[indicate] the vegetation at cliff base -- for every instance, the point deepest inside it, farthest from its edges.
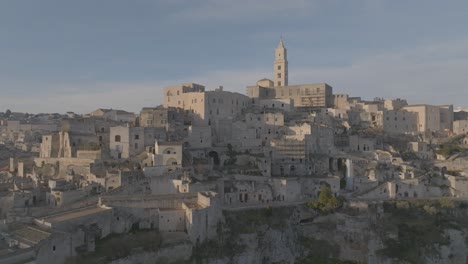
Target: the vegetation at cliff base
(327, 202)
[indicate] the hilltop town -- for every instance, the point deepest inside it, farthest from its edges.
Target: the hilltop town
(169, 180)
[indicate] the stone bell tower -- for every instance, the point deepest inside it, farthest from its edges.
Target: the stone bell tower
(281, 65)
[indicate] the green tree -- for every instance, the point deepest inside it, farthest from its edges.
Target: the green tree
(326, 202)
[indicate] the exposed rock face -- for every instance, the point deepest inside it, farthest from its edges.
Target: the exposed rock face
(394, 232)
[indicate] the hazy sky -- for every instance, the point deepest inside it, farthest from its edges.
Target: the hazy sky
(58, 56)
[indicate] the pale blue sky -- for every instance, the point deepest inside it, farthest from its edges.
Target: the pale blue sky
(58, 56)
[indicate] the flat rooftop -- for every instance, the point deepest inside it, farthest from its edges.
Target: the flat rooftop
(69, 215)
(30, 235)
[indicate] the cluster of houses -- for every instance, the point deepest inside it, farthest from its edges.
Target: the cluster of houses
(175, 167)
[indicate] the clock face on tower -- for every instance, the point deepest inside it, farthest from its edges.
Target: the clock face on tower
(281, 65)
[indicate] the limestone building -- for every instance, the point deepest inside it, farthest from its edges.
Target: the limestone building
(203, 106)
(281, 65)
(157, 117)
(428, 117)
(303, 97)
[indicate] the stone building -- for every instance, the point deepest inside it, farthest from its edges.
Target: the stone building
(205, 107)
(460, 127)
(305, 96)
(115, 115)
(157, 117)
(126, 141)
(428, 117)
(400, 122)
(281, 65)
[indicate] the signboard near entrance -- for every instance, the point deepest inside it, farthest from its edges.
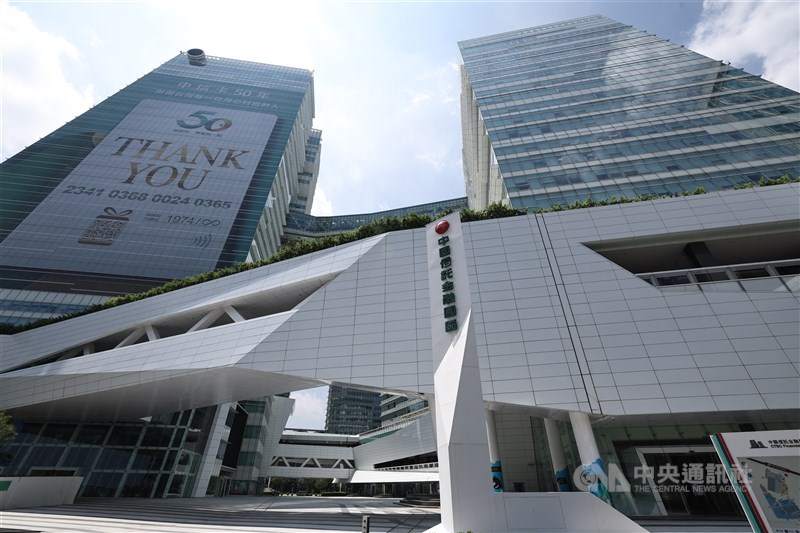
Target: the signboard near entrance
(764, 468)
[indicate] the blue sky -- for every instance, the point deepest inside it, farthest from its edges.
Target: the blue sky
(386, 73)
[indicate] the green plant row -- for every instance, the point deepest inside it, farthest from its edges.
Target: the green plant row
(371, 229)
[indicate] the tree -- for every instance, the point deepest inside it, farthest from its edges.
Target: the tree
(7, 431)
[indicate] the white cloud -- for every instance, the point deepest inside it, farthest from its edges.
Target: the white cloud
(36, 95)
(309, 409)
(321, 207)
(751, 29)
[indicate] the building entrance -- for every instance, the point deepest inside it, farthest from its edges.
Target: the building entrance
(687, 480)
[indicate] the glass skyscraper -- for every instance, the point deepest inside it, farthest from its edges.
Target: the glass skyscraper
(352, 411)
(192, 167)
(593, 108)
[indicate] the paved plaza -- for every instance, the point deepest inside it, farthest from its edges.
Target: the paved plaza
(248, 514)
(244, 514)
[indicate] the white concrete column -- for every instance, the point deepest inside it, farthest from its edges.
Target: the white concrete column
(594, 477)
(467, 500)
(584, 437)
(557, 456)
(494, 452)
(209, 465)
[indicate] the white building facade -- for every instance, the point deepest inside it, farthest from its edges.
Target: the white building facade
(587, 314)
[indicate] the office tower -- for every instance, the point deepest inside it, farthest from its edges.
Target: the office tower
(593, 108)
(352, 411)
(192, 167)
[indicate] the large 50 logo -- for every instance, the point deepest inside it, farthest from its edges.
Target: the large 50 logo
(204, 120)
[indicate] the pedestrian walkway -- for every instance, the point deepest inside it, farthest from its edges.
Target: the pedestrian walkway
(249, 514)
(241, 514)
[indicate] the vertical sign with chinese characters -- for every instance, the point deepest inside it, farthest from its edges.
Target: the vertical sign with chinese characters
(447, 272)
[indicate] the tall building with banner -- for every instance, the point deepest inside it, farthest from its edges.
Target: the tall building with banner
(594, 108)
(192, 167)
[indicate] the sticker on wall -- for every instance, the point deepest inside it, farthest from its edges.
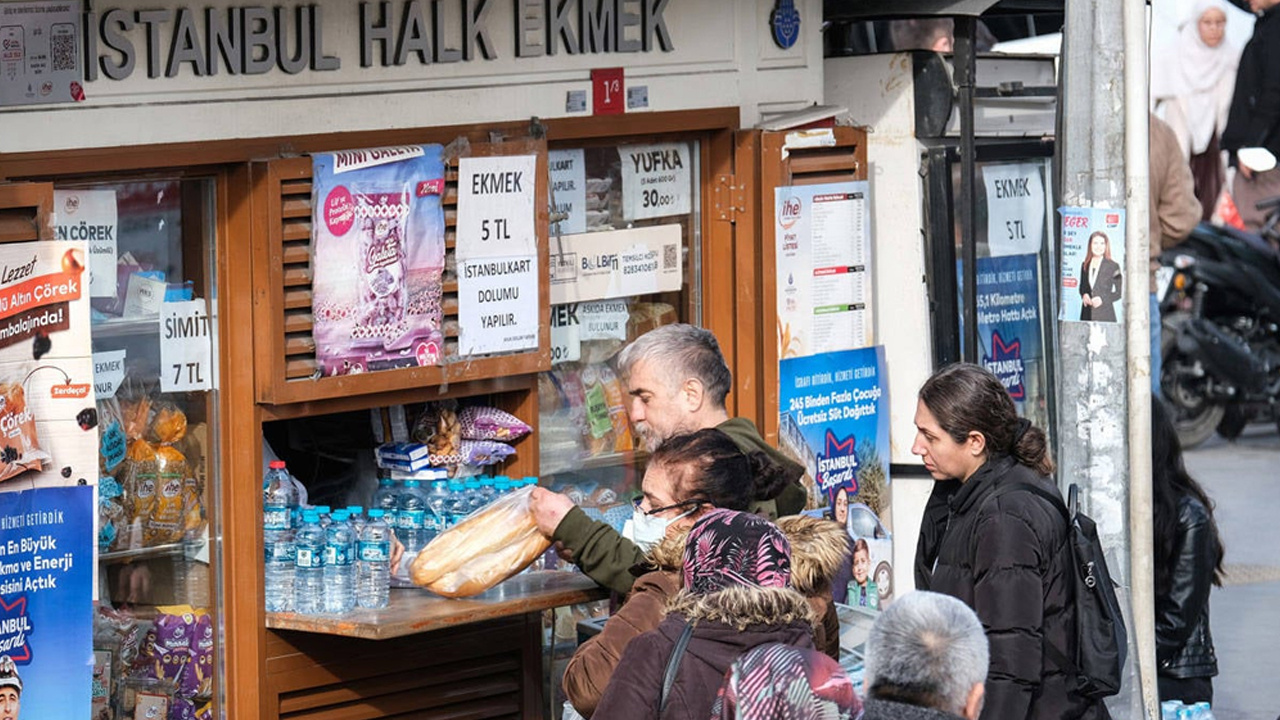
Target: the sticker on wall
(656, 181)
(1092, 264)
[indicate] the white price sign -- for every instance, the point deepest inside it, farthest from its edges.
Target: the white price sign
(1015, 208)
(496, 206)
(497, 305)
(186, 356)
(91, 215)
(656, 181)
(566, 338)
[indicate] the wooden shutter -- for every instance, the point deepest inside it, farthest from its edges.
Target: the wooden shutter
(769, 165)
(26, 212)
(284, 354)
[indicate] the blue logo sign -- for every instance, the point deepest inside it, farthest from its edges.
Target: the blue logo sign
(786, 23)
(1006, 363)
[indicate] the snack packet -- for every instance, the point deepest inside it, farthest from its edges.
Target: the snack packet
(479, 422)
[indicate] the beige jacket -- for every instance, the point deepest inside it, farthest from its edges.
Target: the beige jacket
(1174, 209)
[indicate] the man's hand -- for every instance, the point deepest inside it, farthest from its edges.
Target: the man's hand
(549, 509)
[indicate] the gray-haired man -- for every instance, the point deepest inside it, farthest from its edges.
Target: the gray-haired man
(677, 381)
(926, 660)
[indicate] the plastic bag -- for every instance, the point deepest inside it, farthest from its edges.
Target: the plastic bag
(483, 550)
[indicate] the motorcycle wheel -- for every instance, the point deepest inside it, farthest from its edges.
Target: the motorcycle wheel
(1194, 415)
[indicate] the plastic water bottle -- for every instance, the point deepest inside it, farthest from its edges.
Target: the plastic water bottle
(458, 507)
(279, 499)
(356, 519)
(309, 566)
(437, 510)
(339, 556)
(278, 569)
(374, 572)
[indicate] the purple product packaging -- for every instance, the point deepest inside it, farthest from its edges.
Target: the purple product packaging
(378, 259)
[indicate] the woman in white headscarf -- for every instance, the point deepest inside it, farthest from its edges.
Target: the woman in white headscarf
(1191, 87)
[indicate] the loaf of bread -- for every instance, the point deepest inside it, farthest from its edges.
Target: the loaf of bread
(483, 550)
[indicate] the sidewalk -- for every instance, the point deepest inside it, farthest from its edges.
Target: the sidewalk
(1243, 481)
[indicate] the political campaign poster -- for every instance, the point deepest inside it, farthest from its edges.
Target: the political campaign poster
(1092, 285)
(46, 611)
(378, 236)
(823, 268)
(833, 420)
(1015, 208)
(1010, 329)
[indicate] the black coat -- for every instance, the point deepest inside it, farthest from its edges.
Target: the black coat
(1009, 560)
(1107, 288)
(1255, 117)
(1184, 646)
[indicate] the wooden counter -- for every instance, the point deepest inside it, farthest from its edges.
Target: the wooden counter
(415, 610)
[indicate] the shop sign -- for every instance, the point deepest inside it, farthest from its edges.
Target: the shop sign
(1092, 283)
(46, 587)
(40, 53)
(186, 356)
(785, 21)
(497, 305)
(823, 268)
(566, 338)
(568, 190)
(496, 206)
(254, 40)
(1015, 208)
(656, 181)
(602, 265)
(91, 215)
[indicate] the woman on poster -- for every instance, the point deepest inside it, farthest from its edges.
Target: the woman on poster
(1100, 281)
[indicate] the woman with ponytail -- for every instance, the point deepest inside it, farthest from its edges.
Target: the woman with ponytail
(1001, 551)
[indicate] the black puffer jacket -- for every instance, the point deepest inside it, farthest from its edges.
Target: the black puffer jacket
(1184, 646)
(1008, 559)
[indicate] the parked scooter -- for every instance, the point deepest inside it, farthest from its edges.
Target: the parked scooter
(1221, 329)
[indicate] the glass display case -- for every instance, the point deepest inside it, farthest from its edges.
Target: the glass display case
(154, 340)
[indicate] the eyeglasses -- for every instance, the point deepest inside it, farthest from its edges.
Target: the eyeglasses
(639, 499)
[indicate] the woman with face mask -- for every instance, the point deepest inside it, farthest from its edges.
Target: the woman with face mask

■ **WHAT YOU HAVE TO DO**
Convert the lines running from the one containing "[indicate] the woman on" through the last line into a JSON list of strings, with one string per line and blank lines left out.

■ **ANSWER IN FULL**
[
  "[indicate] the woman on poster -- for every instance, the point deepest inside it, farthest from its edges.",
  "Target: the woman on poster",
  "(1100, 281)",
  "[indicate] the woman with ponytail -- for every instance, the point deepest inside it, farthest from its edges.",
  "Target: the woman with ponytail",
  "(1001, 551)",
  "[indicate] the black puffer jacket -- for every instance, the point deepest inside it, farthest from its edges.",
  "Target: the black puffer jacket",
  "(1184, 646)",
  "(1008, 559)",
  "[indicate] the parked scooter -- for every instance, the point deepest inside it, farthest from its edges.",
  "Target: the parked scooter",
  "(1221, 329)",
  "[indicate] the glass display case -- for every instance, the point deepest inside it, farthest from its edges.",
  "Target: the glass display case",
  "(154, 340)",
  "[indicate] the eyeglasses -- for every instance, the point deepest inside it, farthest from its edges.",
  "Target: the eyeglasses",
  "(639, 499)",
  "[indicate] the woman with face mask -- for every instance, the point deepest inside it, farthest from its edges.",
  "Target: the woman with face mask"
]